====== Passage for review ======

Patricia H. McClain:

Oh.

James R. Clark:

And the Russians don't eat, they drink. We had a big banquet for them and the table was all set and the chairs were all there. They don't sit down and they don't eat and General McBride didn't drink.

Patricia H. McClain:

Oh.

James R. Clark:

So a couple of his colonels would drink with him, but the general wouldn't drink. And at this party -- they had a party for the Russians and they had their entertainers and we had our entertainers and the interesting thing was there were colonels peeping in the windows and I'm inside. They wanted to see it. But we stayed down there about two more weeks and the general spoke and he had an interpreter and the Germans had a large storage supply of tanks and things like that, down the repair shops and everything else and there must've been hundreds of them in the field. And we didn't even put any guards on them. And one of the first things this Russian field marshal wanted to know, "Why don't you have guards around those German tanks?" And McBride said, "Well, the war is over, we don't have to worry about those German tanks." And he said, "Well, do you mind if I put guards around them?" And McBride, said, "I don't care what you do with them." And so he put guards around them and this conversation goes on and he said, "Well, how long -- how soon are you going to leave?" Asked McBride this. And McBride said, "As soon as you're ready to take over, we're ready to leave." And Malinovski said, "Well, what about all those tanks down there, aren't you going to take those with you?" McBride said, "We don't want that junk." About five years later we met that in Korea.

Patricia H. McClain:

Oh, dear.

James R. Clark:

We met those tanks in Korea. So we should've been more -- but we were -- we were friends at that time and we just gave them the tanks and armored vehicles and things like that.

Patricia H. McClain:

We have a bad habit of doing that, though, don't we?

James R. Clark:

Hmm?

Patricia H. McClain:

If we leave things behind like that wherever we're fighting.

James R. Clark:

Oh, yes. You can tell how -- where -- where an army has been by how much his junk is left. But my most interesting part of my service was after the war. We didn't -- the -- during the war, the combat soldier was all of it. Give the combat soldier everything. But at the end of the war, the government, the first thing they saw was all these older men that had children at home and they were going to have to pay for them, so they let them out first, even though they'd been in the rear echelon. And the 18-, 19-year-old soldier was low on point. So they kept us another year. And moved back to Fuessen, Germany, which is about two miles from the storybook castle, Neuschwanstein, and also Hohenschwangau is there and I could see it, walked past it constantly, but I didn't -- never did go up to it, or -- it just wasn't there. I had lunch in the mayor's castle down in Fuessen a number of times. I was assigned to the Information and Education Unit and I was in charge of the information and education of the school for the army there in Fuessen. And that simply means all I had to do was make sure the gal cleaned it at night and had it all ready for the troops to come in the next morning.

Patricia H. McClain:

Oh.

====== Material shown ======

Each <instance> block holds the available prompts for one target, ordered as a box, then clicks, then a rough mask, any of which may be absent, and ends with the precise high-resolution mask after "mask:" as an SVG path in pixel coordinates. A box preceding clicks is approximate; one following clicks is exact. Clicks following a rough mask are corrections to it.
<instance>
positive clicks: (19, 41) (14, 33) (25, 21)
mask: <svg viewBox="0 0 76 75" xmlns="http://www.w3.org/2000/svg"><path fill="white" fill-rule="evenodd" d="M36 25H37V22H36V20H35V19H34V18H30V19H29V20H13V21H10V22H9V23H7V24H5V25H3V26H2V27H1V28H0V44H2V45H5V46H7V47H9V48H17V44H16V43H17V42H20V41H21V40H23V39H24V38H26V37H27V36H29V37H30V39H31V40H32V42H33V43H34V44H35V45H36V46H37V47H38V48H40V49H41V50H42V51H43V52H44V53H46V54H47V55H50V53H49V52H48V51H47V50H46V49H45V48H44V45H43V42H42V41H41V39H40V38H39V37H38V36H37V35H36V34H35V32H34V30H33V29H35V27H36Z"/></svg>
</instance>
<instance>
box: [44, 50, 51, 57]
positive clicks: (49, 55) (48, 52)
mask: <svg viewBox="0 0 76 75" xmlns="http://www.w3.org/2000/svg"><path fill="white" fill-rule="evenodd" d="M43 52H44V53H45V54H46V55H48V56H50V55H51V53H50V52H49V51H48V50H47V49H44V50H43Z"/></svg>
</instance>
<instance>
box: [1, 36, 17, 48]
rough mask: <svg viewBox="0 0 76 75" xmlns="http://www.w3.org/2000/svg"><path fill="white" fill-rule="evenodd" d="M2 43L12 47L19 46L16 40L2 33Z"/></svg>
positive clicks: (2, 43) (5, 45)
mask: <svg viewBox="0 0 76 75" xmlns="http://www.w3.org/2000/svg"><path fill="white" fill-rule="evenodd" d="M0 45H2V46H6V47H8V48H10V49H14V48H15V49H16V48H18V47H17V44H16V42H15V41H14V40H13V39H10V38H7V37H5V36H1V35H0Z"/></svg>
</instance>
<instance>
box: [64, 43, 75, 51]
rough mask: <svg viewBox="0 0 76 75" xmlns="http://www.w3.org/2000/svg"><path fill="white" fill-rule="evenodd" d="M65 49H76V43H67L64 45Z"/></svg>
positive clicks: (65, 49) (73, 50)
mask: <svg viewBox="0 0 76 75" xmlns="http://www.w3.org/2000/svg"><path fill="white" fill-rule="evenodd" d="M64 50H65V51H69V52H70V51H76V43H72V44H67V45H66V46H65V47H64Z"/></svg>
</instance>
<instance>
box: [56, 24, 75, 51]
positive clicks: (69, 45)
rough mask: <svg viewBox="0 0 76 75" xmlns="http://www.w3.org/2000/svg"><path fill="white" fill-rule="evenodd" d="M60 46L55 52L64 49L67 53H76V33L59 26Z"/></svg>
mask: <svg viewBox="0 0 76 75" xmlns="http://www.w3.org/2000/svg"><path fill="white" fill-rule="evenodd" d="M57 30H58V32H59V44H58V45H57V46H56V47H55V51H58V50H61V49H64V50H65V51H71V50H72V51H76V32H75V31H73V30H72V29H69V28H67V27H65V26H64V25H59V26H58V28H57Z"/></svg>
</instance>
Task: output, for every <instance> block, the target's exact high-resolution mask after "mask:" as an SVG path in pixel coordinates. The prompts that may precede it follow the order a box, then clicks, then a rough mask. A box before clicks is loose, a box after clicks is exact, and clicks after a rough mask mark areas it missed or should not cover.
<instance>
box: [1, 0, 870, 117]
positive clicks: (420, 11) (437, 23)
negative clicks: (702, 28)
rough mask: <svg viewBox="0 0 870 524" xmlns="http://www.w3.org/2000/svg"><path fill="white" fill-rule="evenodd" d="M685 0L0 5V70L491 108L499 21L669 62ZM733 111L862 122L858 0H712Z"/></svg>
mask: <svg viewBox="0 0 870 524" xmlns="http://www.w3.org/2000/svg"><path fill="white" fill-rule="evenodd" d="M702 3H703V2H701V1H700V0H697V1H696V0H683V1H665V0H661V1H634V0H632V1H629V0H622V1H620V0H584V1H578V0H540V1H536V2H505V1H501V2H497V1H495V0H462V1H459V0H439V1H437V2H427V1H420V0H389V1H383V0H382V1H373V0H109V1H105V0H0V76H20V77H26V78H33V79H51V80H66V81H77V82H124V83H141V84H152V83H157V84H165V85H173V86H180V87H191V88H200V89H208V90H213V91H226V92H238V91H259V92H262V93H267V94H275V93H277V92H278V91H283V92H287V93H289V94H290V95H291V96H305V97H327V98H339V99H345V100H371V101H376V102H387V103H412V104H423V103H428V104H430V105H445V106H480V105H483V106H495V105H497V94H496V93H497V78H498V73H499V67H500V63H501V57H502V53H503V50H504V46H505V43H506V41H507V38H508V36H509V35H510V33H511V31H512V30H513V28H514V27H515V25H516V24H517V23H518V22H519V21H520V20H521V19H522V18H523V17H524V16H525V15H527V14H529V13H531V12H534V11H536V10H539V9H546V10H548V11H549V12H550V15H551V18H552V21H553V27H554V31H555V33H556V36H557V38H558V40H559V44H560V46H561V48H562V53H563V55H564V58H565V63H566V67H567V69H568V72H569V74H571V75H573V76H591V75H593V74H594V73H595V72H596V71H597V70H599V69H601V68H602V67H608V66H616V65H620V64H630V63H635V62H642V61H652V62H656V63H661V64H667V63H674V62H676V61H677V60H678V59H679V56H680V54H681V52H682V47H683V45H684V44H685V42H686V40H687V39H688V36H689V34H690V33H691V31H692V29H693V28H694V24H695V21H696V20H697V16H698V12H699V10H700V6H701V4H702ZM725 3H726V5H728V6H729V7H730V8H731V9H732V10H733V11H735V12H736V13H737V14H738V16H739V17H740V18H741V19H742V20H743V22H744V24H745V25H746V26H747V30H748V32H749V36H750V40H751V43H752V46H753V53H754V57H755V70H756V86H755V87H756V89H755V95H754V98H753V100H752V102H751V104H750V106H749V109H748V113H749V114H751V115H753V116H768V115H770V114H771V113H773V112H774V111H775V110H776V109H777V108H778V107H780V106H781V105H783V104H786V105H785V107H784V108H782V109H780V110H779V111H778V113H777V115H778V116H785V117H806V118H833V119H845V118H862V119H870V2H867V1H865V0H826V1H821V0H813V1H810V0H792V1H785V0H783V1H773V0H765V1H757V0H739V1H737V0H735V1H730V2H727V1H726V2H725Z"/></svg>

======

◆ **Task instructions**:
[1] In the interview, what unit was James R. Clark assigned to after the war?
[2] Quote the interview word for word, starting at "We met those" and ending at "things like that.".

◆ **Solutions by task**:
[1] The Information and Education Unit.

[2]
We met those tanks in Korea. So we should've been more -- but we were -- we were friends at that time and we just gave them the tanks and armored vehicles and things like that.